* begin SOURCE MATERIAL *

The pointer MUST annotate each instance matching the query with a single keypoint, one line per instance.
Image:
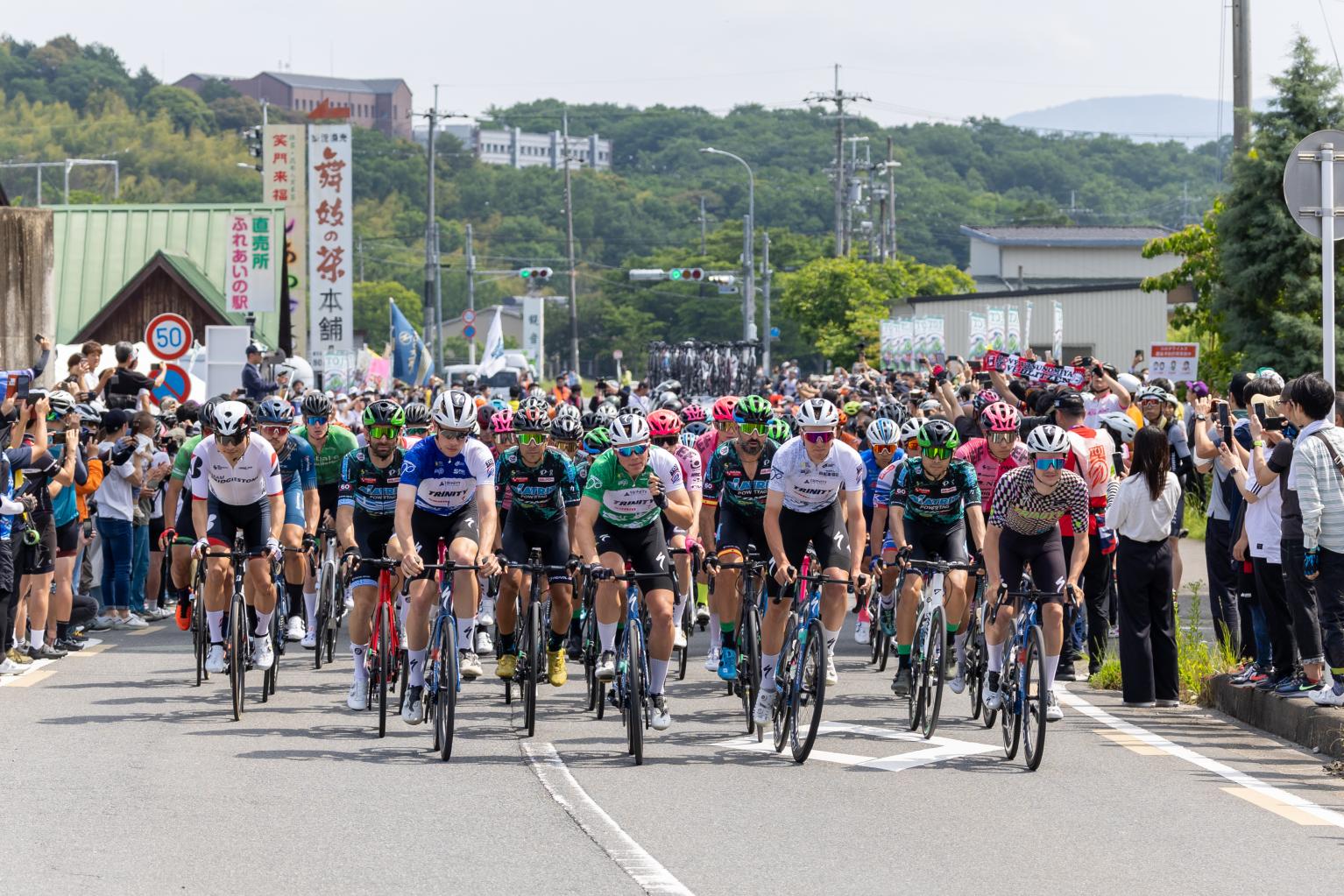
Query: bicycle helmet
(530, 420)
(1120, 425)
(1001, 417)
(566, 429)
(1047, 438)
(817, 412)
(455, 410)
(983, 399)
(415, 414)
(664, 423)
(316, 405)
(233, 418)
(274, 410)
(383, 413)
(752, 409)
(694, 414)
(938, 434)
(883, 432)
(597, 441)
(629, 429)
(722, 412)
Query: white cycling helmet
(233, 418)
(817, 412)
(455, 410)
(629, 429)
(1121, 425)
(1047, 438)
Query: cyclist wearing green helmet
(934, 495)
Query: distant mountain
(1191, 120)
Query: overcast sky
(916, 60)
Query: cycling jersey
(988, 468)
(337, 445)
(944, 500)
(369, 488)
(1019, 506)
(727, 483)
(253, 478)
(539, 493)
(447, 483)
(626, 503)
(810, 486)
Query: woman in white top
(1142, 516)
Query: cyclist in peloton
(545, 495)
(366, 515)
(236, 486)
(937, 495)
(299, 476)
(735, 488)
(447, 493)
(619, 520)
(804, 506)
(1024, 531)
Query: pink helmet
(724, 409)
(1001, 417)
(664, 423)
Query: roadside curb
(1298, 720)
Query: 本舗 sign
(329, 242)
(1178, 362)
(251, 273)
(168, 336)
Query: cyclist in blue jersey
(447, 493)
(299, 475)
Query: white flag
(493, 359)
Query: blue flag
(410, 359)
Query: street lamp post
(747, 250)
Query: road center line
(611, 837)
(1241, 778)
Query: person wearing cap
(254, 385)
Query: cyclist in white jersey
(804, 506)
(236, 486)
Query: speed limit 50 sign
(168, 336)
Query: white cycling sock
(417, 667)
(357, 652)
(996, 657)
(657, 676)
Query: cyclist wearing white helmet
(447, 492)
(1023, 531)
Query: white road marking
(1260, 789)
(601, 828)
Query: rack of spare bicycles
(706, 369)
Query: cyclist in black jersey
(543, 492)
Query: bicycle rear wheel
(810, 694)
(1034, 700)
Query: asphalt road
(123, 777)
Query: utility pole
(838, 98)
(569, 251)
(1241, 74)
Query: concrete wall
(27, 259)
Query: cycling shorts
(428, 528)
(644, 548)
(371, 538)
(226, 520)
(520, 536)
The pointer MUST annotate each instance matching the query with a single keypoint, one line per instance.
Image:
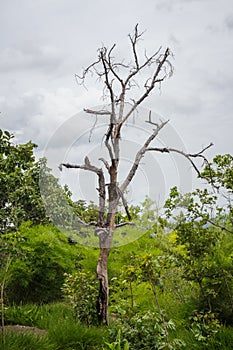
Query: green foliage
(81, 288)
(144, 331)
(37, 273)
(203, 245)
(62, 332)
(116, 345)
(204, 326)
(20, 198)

* end SOURCE MATERIAL *
* begin SOURCE MATERIAL *

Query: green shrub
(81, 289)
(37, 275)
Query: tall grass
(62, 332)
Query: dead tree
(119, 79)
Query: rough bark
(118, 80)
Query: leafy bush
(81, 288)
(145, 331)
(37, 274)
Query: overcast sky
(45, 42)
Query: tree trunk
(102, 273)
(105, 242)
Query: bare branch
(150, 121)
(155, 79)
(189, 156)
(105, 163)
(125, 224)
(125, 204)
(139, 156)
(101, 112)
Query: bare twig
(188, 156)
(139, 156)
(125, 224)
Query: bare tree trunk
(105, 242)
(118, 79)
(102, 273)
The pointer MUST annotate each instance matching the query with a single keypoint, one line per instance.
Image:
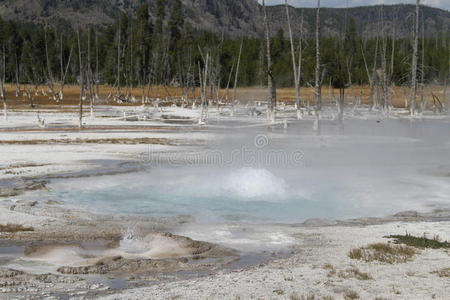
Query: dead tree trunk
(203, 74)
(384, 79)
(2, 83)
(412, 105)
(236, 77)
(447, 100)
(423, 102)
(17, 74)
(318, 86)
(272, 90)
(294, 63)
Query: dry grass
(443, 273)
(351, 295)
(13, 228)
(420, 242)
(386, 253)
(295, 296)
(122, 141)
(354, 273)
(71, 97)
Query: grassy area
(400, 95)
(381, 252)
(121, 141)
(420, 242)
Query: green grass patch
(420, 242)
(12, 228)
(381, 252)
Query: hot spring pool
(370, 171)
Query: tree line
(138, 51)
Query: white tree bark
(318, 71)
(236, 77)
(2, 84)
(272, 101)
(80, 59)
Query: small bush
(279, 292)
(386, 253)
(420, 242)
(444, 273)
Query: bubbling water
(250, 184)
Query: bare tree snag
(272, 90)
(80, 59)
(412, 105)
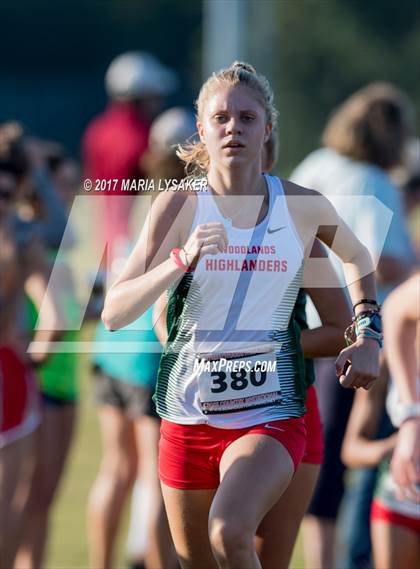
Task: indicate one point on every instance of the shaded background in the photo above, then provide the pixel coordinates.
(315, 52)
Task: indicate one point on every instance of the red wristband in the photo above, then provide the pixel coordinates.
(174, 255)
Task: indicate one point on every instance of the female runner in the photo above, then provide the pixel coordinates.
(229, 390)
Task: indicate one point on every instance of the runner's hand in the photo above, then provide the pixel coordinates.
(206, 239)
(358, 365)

* end SOURCE MATERIAL *
* begin SOURCE MATERIAL *

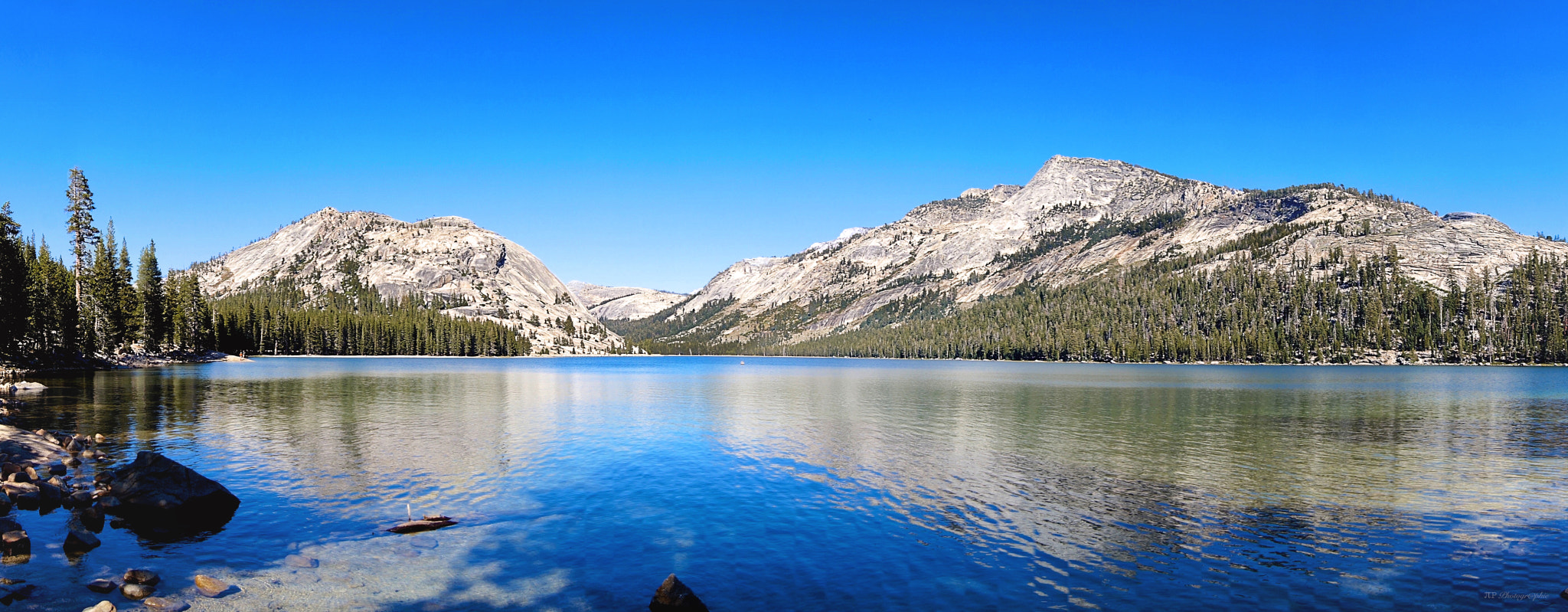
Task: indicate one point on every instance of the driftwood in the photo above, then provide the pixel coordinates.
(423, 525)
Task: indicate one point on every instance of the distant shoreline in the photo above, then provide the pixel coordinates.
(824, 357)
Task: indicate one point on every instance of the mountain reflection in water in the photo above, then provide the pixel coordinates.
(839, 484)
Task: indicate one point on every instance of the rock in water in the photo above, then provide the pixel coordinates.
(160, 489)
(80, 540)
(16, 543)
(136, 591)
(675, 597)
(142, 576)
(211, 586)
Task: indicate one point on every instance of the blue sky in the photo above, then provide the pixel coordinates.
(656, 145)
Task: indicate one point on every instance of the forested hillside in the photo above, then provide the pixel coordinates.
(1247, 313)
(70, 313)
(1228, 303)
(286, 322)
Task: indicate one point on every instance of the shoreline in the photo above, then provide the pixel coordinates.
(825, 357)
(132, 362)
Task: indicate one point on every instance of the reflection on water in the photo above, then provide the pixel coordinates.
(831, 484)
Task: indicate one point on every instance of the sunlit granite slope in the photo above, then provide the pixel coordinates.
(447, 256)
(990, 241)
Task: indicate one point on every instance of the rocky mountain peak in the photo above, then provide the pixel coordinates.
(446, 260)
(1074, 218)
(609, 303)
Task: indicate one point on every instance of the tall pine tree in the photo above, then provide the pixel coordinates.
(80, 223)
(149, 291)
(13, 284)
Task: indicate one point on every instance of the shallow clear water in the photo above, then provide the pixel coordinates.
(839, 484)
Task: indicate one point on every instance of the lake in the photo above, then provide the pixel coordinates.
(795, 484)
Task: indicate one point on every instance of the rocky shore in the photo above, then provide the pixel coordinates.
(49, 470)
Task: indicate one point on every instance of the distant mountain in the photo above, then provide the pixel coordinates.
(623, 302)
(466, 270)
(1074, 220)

* end SOURCE MATERIAL *

▶ _TO BE DONE_: Count the lines in the listing above that contain the string "bark", matching case exactly. Reply with the number alone.

▶ _TASK RESPONSE_: 2